Annotation records
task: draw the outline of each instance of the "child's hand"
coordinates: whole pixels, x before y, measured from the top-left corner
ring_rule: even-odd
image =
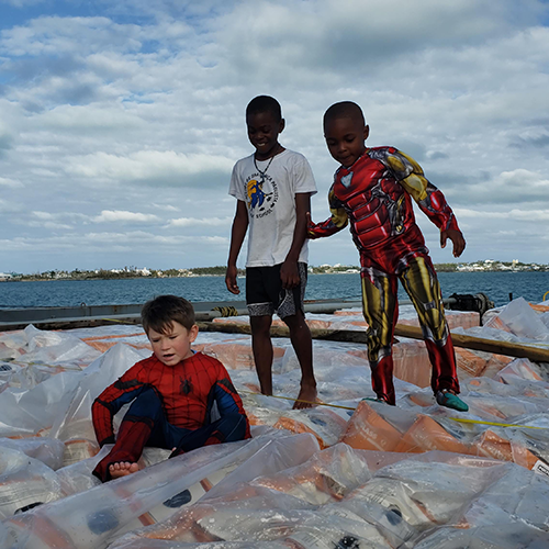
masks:
[[[236,282],[237,273],[238,271],[236,269],[236,265],[228,266],[225,273],[225,284],[227,285],[227,290],[234,294],[240,293],[240,289],[238,288],[238,283]]]
[[[463,235],[459,231],[455,231],[453,228],[448,228],[446,231],[440,232],[440,247],[446,248],[446,242],[448,238],[453,244],[453,257],[459,257],[466,249],[466,239]]]
[[[280,280],[284,290],[291,290],[300,285],[300,271],[296,261],[285,260],[280,267]]]
[[[307,217],[307,238],[310,239],[316,238],[316,236],[314,236],[315,223],[311,219],[311,212],[306,212],[306,217]]]

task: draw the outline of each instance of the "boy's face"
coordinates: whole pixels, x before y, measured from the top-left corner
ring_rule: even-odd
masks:
[[[284,119],[277,120],[271,112],[256,112],[246,116],[248,138],[256,148],[256,158],[267,160],[279,147],[278,134],[284,128]]]
[[[346,168],[352,166],[365,154],[369,131],[360,120],[348,116],[328,120],[324,125],[324,137],[329,154]]]
[[[191,344],[197,339],[198,333],[195,324],[187,329],[178,322],[172,322],[171,326],[166,326],[166,334],[149,328],[147,337],[155,357],[166,366],[176,366],[192,356]]]

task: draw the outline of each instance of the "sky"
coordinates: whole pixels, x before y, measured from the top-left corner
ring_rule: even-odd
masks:
[[[258,94],[313,168],[314,221],[322,116],[350,100],[444,192],[460,260],[549,264],[548,90],[541,0],[0,0],[0,272],[225,265]],[[310,243],[323,264],[358,265],[347,229]]]

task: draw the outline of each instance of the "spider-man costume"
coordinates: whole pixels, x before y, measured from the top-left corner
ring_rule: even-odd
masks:
[[[372,385],[378,397],[390,404],[395,403],[392,340],[399,314],[397,279],[419,316],[433,365],[433,391],[459,393],[440,287],[415,222],[412,198],[441,231],[460,231],[444,194],[415,160],[393,147],[367,148],[352,166],[336,171],[328,194],[332,216],[309,225],[309,237],[320,238],[341,231],[350,221],[360,253]]]
[[[136,462],[145,446],[176,448],[176,456],[250,437],[246,412],[225,367],[202,352],[173,367],[153,355],[108,386],[91,408],[101,447],[114,442],[112,418],[132,401],[114,447],[93,470],[103,482],[110,479],[110,464]],[[221,418],[212,422],[214,404]]]

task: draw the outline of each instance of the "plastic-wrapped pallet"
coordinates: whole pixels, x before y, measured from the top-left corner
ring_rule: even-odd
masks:
[[[0,447],[0,518],[63,497],[55,472],[22,451]]]

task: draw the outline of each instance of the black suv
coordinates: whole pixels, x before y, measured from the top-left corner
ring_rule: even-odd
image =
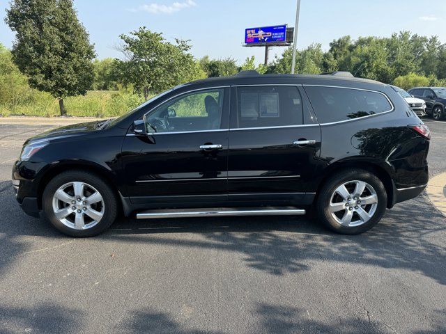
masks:
[[[410,89],[408,93],[415,97],[426,101],[426,113],[435,120],[441,120],[446,116],[446,88],[417,87]]]
[[[392,87],[337,75],[208,79],[114,120],[33,137],[13,170],[28,214],[62,232],[137,218],[298,215],[371,228],[428,182],[429,129]]]

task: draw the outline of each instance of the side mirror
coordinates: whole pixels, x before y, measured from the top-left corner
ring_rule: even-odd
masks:
[[[167,115],[169,117],[176,117],[176,111],[173,108],[167,109]]]
[[[146,126],[144,120],[137,120],[133,122],[132,132],[138,136],[146,135]]]

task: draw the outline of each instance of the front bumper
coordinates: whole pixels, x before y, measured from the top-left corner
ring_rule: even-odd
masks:
[[[426,107],[424,107],[424,108],[414,107],[414,108],[412,108],[412,110],[413,111],[414,113],[415,113],[415,115],[417,115],[418,117],[422,117],[426,116]]]
[[[42,164],[17,161],[13,166],[12,182],[15,197],[25,214],[40,217],[37,184],[34,182],[36,171]]]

(Task prompt): Rewrite all the lines above, switching every "even-odd" to "nonzero" and changing nothing else. Omit the pictures from your answer.

(Answer to the problem):
task: draw the outline of each instance of the "child's hand"
coordinates: whole pixels, x before y, measured from the top-left corner
ring_rule: nonzero
image =
masks:
[[[236,282],[237,273],[238,271],[236,269],[236,265],[228,266],[225,273],[225,284],[227,285],[227,290],[234,294],[240,293],[240,289],[238,288],[238,283]]]
[[[463,235],[459,231],[455,231],[453,228],[448,228],[446,231],[440,232],[440,247],[446,248],[446,242],[448,238],[453,244],[453,257],[459,257],[466,249],[466,239]]]
[[[280,280],[284,290],[291,290],[300,285],[300,271],[296,261],[285,260],[280,267]]]
[[[307,217],[307,238],[310,239],[316,238],[316,236],[314,236],[315,223],[311,219],[311,212],[306,212],[306,217]]]

task: draw the outline of each instance of the "boy's face"
coordinates: whole pixels, x before y, measured from the top-left corner
ring_rule: nonzero
masks:
[[[284,119],[277,120],[271,112],[256,112],[246,116],[248,138],[256,148],[256,158],[267,160],[279,147],[278,134],[284,128]]]
[[[346,168],[352,166],[365,154],[369,131],[360,120],[348,116],[328,120],[324,125],[324,137],[329,154]]]
[[[191,344],[197,339],[198,333],[195,324],[187,329],[178,322],[172,322],[171,326],[166,326],[166,334],[149,328],[147,337],[155,357],[166,366],[176,366],[192,356]]]

task: draw the outline of each instance of the "sky"
coordinates: whole pixels, x before y, measured from the top-left corner
ring_rule: nonzero
masks:
[[[258,94],[313,168],[314,221],[322,116],[350,100],[444,192],[460,260],[549,264],[548,90],[541,0],[0,0],[0,272],[225,265]],[[310,243],[323,264],[358,265],[347,229]]]

task: draw the outline of each instance of the "spider-man costume"
coordinates: whole pixels, x before y, measured from the top-left corner
ring_rule: nonzero
masks:
[[[372,385],[378,397],[390,404],[395,403],[392,340],[399,314],[397,279],[419,316],[433,365],[433,391],[459,393],[440,287],[415,222],[412,198],[441,231],[460,231],[444,194],[415,160],[393,147],[367,148],[352,166],[336,171],[328,194],[332,216],[309,225],[309,237],[320,238],[341,231],[350,221],[360,253]]]
[[[136,462],[145,446],[176,448],[176,456],[250,437],[246,412],[225,367],[202,352],[173,367],[153,355],[108,386],[91,408],[101,447],[114,442],[112,418],[132,401],[114,447],[93,470],[103,482],[110,479],[110,464]],[[221,418],[212,422],[214,404]]]

task: draw the outline of each instance of the "plastic-wrapped pallet"
coordinates: whole pixels, x before y, measured from the top-left corner
ring_rule: nonzero
masks:
[[[0,447],[0,518],[63,497],[55,472],[22,451]]]

task: draw the outline of each instance of the black suv
coordinates: whole pixels, x before y, measured from the top-left corner
ring_rule: nonzero
image =
masks:
[[[410,89],[408,93],[415,97],[426,101],[426,113],[435,120],[441,120],[446,116],[446,88],[417,87]]]
[[[392,87],[337,75],[208,79],[114,120],[33,137],[13,170],[28,214],[62,232],[137,218],[298,215],[371,228],[428,182],[429,129]]]

task: draw the outline of each instance of the side mirror
coordinates: whole pixels, x before y, measured from the top-left corner
ring_rule: nonzero
masks:
[[[167,115],[169,117],[176,117],[176,111],[173,108],[167,109]]]
[[[146,126],[144,120],[137,120],[133,122],[132,132],[138,136],[146,135]]]

task: draw the outline of each instance of the front bumper
coordinates: whole pixels, x before y, measured from the top-left corner
ring_rule: nonzero
masks:
[[[426,107],[424,107],[424,108],[414,107],[414,108],[412,108],[412,110],[413,111],[414,113],[415,113],[415,115],[417,115],[418,117],[422,117],[426,116]]]
[[[42,164],[17,161],[13,166],[12,182],[15,197],[25,214],[40,217],[37,184],[34,182],[36,171]]]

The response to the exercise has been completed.